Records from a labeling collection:

— START —

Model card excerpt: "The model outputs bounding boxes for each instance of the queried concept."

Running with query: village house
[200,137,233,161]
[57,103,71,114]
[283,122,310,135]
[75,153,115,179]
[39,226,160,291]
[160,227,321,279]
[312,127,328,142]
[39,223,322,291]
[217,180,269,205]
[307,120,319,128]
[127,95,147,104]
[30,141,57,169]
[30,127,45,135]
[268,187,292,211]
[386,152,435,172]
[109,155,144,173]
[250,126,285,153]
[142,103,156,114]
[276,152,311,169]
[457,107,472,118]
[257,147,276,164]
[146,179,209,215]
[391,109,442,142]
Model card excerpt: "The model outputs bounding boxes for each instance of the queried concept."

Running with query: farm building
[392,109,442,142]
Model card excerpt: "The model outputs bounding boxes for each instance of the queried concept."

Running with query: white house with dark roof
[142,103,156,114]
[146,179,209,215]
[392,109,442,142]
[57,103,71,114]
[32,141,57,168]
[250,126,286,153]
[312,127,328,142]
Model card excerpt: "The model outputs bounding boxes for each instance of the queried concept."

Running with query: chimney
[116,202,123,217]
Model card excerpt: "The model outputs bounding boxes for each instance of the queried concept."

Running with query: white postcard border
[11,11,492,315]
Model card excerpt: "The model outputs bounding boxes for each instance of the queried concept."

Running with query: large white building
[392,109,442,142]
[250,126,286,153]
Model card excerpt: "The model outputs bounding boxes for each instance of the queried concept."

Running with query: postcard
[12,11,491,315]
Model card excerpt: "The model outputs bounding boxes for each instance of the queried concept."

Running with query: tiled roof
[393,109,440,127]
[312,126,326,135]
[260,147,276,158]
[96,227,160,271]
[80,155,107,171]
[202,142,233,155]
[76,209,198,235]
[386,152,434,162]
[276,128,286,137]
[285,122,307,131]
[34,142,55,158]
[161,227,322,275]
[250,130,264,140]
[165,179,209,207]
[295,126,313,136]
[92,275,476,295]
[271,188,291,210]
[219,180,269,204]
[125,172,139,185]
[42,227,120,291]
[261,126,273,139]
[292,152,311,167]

— END —

Set problem:
Reproduce the records word for word, from the very first line through the line containing "[12,11,491,315]", with both of those lines included.

Exercise result:
Model card excerpt: "The model outputs bounding boxes for each instance of the queried concept."

Running with query: village house
[200,137,233,161]
[57,103,71,114]
[283,122,310,135]
[75,153,115,179]
[39,226,160,291]
[160,227,321,279]
[312,127,328,142]
[39,223,322,291]
[217,180,269,205]
[307,120,319,128]
[127,95,147,104]
[30,141,57,169]
[30,127,45,135]
[268,187,292,211]
[386,152,435,172]
[109,155,144,173]
[250,126,285,153]
[142,103,156,114]
[276,152,311,169]
[457,107,472,118]
[257,147,276,164]
[146,179,209,215]
[391,109,442,142]
Model card excerpt: "The model outputs bounding boxes for each instance of the queried concept."

Running with query: farm building
[392,109,442,142]
Model card excerpt: "The model outputs bounding boxes for each instance of the queried concept."

Running with query: white house with dark roof
[142,103,156,114]
[146,179,209,215]
[392,109,442,142]
[57,103,71,114]
[32,141,57,168]
[250,126,286,153]
[312,127,328,142]
Model card excerpt: "The model outputs bounding boxes for each instance of the queried concept."

Running with query: chimney
[116,202,123,217]
Model card excerpt: "The model outputs bounding boxes for each instance of the queried concept."

Running with query: white postcard border
[11,11,492,315]
Model card excerpt: "The model outputs bounding boxes for each instance of the queried concept."

Running with query: large white building
[392,109,442,142]
[250,126,286,153]
Model card excerpt: "The model outputs bounding boxes for each instance of the queried concept."

Running with query: postcard
[12,11,491,315]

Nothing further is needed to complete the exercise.